╭─ Dataset rows

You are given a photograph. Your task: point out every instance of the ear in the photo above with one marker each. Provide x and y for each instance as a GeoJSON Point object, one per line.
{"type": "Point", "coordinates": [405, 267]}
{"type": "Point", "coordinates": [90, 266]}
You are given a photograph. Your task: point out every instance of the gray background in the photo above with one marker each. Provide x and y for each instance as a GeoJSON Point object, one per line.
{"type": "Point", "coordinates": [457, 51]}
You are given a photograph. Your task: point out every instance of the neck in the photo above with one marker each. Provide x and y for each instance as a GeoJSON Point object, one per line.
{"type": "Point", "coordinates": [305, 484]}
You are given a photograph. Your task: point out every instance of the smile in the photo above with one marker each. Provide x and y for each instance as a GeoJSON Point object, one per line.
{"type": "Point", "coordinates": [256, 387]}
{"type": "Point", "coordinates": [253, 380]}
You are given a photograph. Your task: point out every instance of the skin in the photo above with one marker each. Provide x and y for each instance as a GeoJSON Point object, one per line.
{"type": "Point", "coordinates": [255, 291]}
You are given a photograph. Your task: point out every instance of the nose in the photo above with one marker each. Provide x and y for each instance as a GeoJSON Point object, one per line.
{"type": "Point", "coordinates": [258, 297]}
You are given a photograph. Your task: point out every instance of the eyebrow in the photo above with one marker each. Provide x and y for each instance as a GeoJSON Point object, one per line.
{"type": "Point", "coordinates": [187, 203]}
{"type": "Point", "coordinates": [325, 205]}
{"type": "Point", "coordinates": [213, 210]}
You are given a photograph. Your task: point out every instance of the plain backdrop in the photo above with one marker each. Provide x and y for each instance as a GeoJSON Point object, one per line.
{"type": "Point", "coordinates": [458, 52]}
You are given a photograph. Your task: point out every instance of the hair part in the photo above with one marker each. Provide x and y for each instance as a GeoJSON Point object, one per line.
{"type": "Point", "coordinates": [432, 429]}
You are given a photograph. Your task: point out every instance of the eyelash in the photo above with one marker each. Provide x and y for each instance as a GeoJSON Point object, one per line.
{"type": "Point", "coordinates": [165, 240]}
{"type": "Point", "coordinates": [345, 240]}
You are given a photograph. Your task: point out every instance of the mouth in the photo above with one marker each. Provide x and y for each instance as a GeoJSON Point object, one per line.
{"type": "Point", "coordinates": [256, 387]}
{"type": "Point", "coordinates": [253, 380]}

╰─

Task details: Give every one of the lines above as a two-column CSV headed instruction and points, with one row per line. Put its text under instruction and its answer under points, with each value in a single quoted field and any line breaks replaced by spaces.

The reply:
instruction,points
"You are given a photograph. Your task: point out every instance of the ear in the photo above with one marker each. Provide x and y for each instance as a GeoJSON Point object, one per line.","{""type"": ""Point"", ""coordinates"": [405, 267]} {""type"": ""Point"", ""coordinates"": [90, 266]}"
"You are given a photograph. Your task: point out every instance of the gray background in the photo above with one marker each. Provide x and y for each instance as a GeoJSON Point object, one per line.","{""type"": ""Point"", ""coordinates"": [457, 51]}"
"You are given a photograph. Your task: point out every instance of the neck in the photo above with one marker each. Provide x and y for each instance as a GeoJSON Point object, one per line.","{""type"": ""Point"", ""coordinates"": [305, 484]}"
"You are given a photograph. Your task: point out every instance of the smile in the photo above with one marker each. Provide x and y for each instance as a GeoJSON Point object, one per line.","{""type"": ""Point"", ""coordinates"": [256, 387]} {""type"": ""Point"", ""coordinates"": [253, 380]}"
"You are given a photograph. Your task: point out every instance of the skin in the photo above with one marker each. Provide x and y for each instance as a GeoJSON Point object, one per line.","{""type"": ""Point"", ""coordinates"": [255, 291]}"
"You are given a photograph. Your task: point out every instance of the nose in the photo above with one marker each. Provide x and y for each instance as a GeoJSON Point object, one per line.","{""type"": ""Point"", ""coordinates"": [258, 297]}"
"You are given a photograph. Your task: point out every instance of the eyebrow in the photo above with one marker each. Provide x and y for each instance as a GeoJSON Point object, one per line.","{""type"": ""Point"", ""coordinates"": [187, 203]} {""type"": ""Point"", ""coordinates"": [325, 205]} {""type"": ""Point"", ""coordinates"": [213, 210]}"
"You are given a photograph. Your task: point out every instance of the plain backdrop in the photo above with one marker each. Provide x and y for each instance as a GeoJSON Point object, one per line.","{""type"": ""Point"", ""coordinates"": [458, 52]}"
"You are given a photograph. Your task: point out every instance of the hair part in the photo above with one marker each. Provide x and y for each instance as a GeoJSON Point object, one per line.","{""type"": ""Point"", ""coordinates"": [432, 429]}"
"You are given a photograph. Your task: point out every instance of the eyelash in the photo above with one marker each. Provide x and y for each instance as a GeoJSON Point object, one per line.","{""type"": ""Point"", ""coordinates"": [165, 240]} {""type"": ""Point"", ""coordinates"": [345, 240]}"
"You are given a photograph. Your task: point out every instance of the mouth in the photo above with one marker each. Provide x and y for each instance as a GeoJSON Point object, one per line.","{""type"": ""Point"", ""coordinates"": [256, 387]} {""type"": ""Point"", ""coordinates"": [253, 380]}"